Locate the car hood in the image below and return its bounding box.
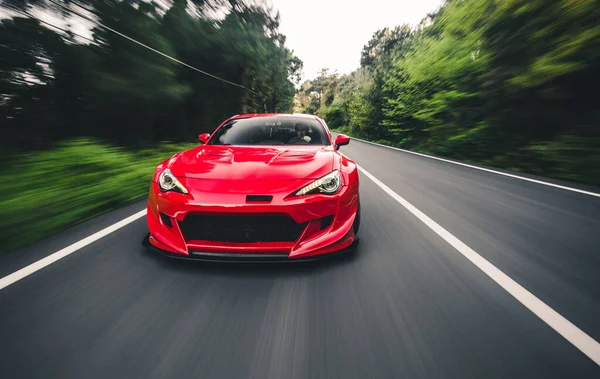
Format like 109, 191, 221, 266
170, 145, 335, 181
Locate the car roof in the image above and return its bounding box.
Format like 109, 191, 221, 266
228, 113, 319, 120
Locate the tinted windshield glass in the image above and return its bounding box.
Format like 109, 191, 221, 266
210, 116, 329, 145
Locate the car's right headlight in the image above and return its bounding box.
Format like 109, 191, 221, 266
158, 168, 188, 195
294, 170, 343, 196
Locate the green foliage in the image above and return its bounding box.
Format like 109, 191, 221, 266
0, 139, 196, 250
0, 0, 302, 152
296, 0, 600, 185
323, 106, 347, 129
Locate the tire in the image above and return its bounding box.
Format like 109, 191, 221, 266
352, 199, 360, 234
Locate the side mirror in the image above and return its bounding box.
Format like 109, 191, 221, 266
335, 134, 350, 149
198, 133, 210, 144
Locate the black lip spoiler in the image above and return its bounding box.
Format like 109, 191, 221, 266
142, 233, 360, 263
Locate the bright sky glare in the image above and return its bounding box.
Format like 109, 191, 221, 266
270, 0, 442, 80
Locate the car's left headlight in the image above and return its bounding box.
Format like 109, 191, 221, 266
294, 170, 343, 196
158, 168, 188, 195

# # # # #

▸ **Problem requirements**: Retype all of the rows above word for word, leaving out the picture.

▸ **Solution for this exercise**:
Locate the car hood in the image below and return its bounding box.
Format like 109, 191, 221, 266
170, 145, 335, 181
Locate the car roof in the image above and return its bounding box.
Format like 109, 191, 221, 266
228, 113, 319, 120
Locate the tinted windshield glass in the image above and return its bounding box.
Format like 109, 191, 221, 266
210, 116, 329, 145
Locate the car's right headlight in the image above and return its bounding box.
Format like 109, 191, 221, 266
158, 168, 188, 195
294, 170, 343, 196
Locate the green foliage in the image above and return its bounding box.
Format like 109, 191, 221, 266
0, 139, 196, 250
0, 0, 302, 152
296, 0, 600, 185
323, 106, 347, 129
Locate the tire in the image above and return its bounding box.
Format like 109, 191, 221, 266
352, 199, 360, 234
Locate the side mirror in the image above and return its bounding box.
Format like 109, 191, 221, 266
335, 134, 350, 149
198, 133, 210, 144
Locate the black lip spoiler in the image above and return its bounding box.
Format like 109, 191, 221, 266
142, 233, 360, 263
Locate the bright sky glare in the image above and return its bounding box.
Format like 109, 191, 221, 266
270, 0, 442, 80
Locate the car's left headlight in the image above and return its bounding box.
Format like 109, 191, 221, 266
294, 170, 343, 196
158, 168, 188, 195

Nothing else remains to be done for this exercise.